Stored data
-*-*-
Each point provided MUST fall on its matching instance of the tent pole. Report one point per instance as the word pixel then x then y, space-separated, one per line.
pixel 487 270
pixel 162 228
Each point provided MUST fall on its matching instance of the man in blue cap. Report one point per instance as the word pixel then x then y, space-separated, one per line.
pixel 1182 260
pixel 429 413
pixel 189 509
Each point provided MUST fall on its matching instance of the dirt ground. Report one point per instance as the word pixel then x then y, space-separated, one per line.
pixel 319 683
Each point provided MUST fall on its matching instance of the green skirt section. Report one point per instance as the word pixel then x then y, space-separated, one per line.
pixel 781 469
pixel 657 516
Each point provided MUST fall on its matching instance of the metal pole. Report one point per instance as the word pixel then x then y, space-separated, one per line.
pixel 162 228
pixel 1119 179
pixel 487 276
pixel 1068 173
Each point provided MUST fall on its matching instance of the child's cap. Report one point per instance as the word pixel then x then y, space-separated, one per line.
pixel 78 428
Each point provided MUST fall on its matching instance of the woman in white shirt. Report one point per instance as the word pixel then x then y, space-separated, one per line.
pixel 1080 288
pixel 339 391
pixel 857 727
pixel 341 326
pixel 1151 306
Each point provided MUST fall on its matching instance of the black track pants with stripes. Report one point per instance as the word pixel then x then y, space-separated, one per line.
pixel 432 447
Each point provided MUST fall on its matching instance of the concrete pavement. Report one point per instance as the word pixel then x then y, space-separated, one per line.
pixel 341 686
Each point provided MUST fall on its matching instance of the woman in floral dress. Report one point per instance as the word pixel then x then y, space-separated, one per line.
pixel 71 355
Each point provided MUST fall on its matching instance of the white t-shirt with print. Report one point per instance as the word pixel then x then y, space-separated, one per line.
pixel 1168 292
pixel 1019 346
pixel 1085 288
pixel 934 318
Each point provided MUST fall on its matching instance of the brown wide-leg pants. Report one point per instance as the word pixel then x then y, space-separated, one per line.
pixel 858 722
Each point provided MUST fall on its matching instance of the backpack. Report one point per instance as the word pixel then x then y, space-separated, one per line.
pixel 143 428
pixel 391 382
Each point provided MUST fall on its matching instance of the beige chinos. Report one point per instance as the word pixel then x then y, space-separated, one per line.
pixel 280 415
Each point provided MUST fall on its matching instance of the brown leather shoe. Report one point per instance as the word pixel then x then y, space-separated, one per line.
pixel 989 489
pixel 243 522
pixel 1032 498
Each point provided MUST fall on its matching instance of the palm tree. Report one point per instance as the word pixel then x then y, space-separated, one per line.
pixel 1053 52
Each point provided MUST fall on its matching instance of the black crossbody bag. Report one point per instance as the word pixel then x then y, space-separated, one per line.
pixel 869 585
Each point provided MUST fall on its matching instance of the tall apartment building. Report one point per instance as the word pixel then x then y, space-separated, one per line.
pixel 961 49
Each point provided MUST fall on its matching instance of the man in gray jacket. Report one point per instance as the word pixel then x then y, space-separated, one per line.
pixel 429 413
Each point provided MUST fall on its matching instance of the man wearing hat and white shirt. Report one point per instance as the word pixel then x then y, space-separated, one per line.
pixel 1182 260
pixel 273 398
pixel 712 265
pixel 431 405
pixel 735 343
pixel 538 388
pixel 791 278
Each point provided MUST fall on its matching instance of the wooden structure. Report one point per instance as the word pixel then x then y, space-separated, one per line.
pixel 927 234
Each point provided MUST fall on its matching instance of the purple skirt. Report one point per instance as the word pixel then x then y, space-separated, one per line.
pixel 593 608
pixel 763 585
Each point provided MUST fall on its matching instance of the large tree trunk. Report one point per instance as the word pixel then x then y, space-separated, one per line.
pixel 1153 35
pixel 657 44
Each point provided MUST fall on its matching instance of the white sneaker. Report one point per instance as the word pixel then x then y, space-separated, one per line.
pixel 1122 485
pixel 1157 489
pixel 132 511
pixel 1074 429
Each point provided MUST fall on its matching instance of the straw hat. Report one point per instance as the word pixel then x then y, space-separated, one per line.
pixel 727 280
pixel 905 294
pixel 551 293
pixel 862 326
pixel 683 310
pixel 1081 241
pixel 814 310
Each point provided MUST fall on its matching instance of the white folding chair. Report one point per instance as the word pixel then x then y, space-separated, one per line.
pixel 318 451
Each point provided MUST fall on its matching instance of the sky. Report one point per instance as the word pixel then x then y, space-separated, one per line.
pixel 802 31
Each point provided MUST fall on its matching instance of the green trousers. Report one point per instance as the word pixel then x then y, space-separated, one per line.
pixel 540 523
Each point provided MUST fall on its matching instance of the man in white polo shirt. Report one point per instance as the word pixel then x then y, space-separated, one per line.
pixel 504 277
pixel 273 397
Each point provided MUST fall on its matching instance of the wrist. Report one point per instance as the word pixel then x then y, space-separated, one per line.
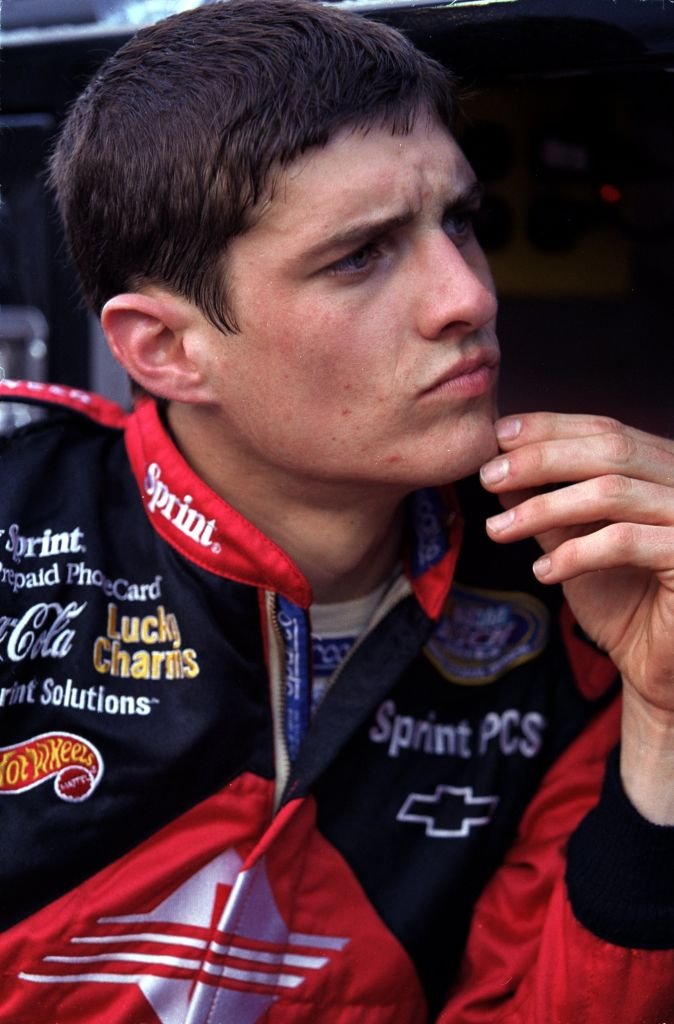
-*-*-
Word for word, return the records shown above without their pictures.

Each point provided MUST fall on its matching instance of the tent pole. Report one point per instance as the word pixel then x then y, space-separated, one per line.
pixel 487 270
pixel 162 228
Each point provided MUST fall on its matching instance of the man in blue cap. Report one point per instance as the word pixel then x then y, space-separated, one per line.
pixel 1182 260
pixel 429 413
pixel 189 509
Each point provided MUST fall on its matching instance of the dirt ground. Report one point per instance as the word pixel then x then y, space-separated, one per line.
pixel 319 683
Each point provided MUST fall on its matching instance of the green skirt section. Report one point per instance as the word pixel then x then y, space-separated, one per line.
pixel 781 469
pixel 657 516
Each point provided MUST fall on its matching instance of the metal pole. Report one point per instance as the word pixel then x then y, space-separated, one per line.
pixel 162 228
pixel 1119 179
pixel 487 276
pixel 1068 173
Each point provided MUST fall on its matching instance of the child's cap. Report one point per instance as the word pixel then x then y, space-separated, one per line.
pixel 78 428
Each point provided MUST fall on its matching instance of the woman in white shirt. Report one point per instance as the word pixel then x then y, space-separated, one per line.
pixel 1080 288
pixel 339 391
pixel 857 727
pixel 341 326
pixel 1151 306
Each point provided MUST fall on its matching instance of the black track pants with stripes. Report one point per instance as the word pixel then x then y, space-separated, one per line.
pixel 432 447
Each point provided MUST fall on its matching instance of the concrete pavement. Report one point per instance as the word pixel then x then y, space-separated, one per line.
pixel 341 686
Each point provided MUST fall on its matching instance of the woman in floral dress. Report one point per instance as the word pixel then x then y, space-separated, one per line.
pixel 71 355
Each point provided MUST fall on its matching instance of the white t-shirt with print. Report one point per instance as the word pixel then x then y, space-separated, one per line.
pixel 1168 292
pixel 1019 346
pixel 1085 288
pixel 934 318
Each point provided MUST fall on its matching instance of the brown wide-leg pants. Report one point per instance as the word pixel then x then y, space-separated, one per line.
pixel 858 722
Each point provided MUST fall on its matching instance of the backpack. Report one point per instance as the word pixel then x then y, space-separated, one per line.
pixel 143 428
pixel 391 382
Each point provided MUST fall on its matching instance of the beige chinos. Report one point per instance as the word pixel then x then y, space-separated, one per line.
pixel 280 415
Each point provided MUST fall on its matching instance of the brown leather shoe. Report one point per instance as the word pixel then x then y, space-separated, one per line.
pixel 989 489
pixel 243 522
pixel 1032 498
Each point provided MUST fall on its matching instance of the palm tree. Report one point per instance as the word pixel then x then y, space-separated, one per line.
pixel 1053 52
Each point provided MUST fall on its matching instance of the black crossbody bag. Report one point per instance as the word pixel then x then y, space-separated, one per line.
pixel 869 585
Each point provided MUST fall on its matching instance of the tall apartment building. Report one point per instance as the word pixel then x then y, space-separated, one per line.
pixel 961 49
Each point provided MUST fall on its matching instance of the man in gray jacket. Report one point per instance as the word pixel then x then y, space-separated, one per line.
pixel 429 413
Each point provided MUST fall on its matching instance of the man wearing hat and white shirt. Report one point per instance as the word pixel then x then y, space-separated, one per line.
pixel 1182 260
pixel 273 398
pixel 712 265
pixel 431 405
pixel 735 343
pixel 538 388
pixel 791 278
Each point provided MUST fall on its matching instance of the wooden structure. Report one point per instance as the word pixel then x then y, space-separated, one per line.
pixel 927 234
Each point provided MUST fall on its matching instance of the purple skirt. Report one point per instance as the word pixel then x then y, space-separated, one per line.
pixel 593 608
pixel 763 585
Each point provided MUST fall on its matching instance of the large tree trunk. Report one point per instance as the word pixel then x then y, space-separated, one per line.
pixel 1153 35
pixel 657 44
Each point provided MUST fall on its matching instance of the white sneaker. Report one point per instance as the word pixel then x then y, space-separated, one per line.
pixel 1122 485
pixel 1157 489
pixel 132 511
pixel 1074 429
Each point provided MUST fall on its matching instance of the straw hat. Report one point per instance as the word pixel then x then y, space-separated, one per line.
pixel 727 280
pixel 905 294
pixel 551 293
pixel 862 326
pixel 683 310
pixel 1081 241
pixel 814 310
Each point provided MUST fall on its matching instance of the white folding chair. Report one point per instance as the word pixel then x then y, space-separated, one per line.
pixel 318 451
Each point provided MUST fall on its matching instance of the sky. Report one point per instance as the word pixel then x then y, space-separated, one per line.
pixel 802 31
Each point provided MUST fall on its matching instance of the green trousers. Report one point per instance as the word pixel then x then y, space-separated, one per line.
pixel 540 523
Each point provided MUST fall on its matching instance of the man in white polo shirt. Report one point per instance as the word pixel then x then y, space-separated, one per line.
pixel 504 277
pixel 273 397
Each point provided MUST fall on its matching instance of the wrist. Report one point per instance as the word pixel then x then y, space-separated, one per line.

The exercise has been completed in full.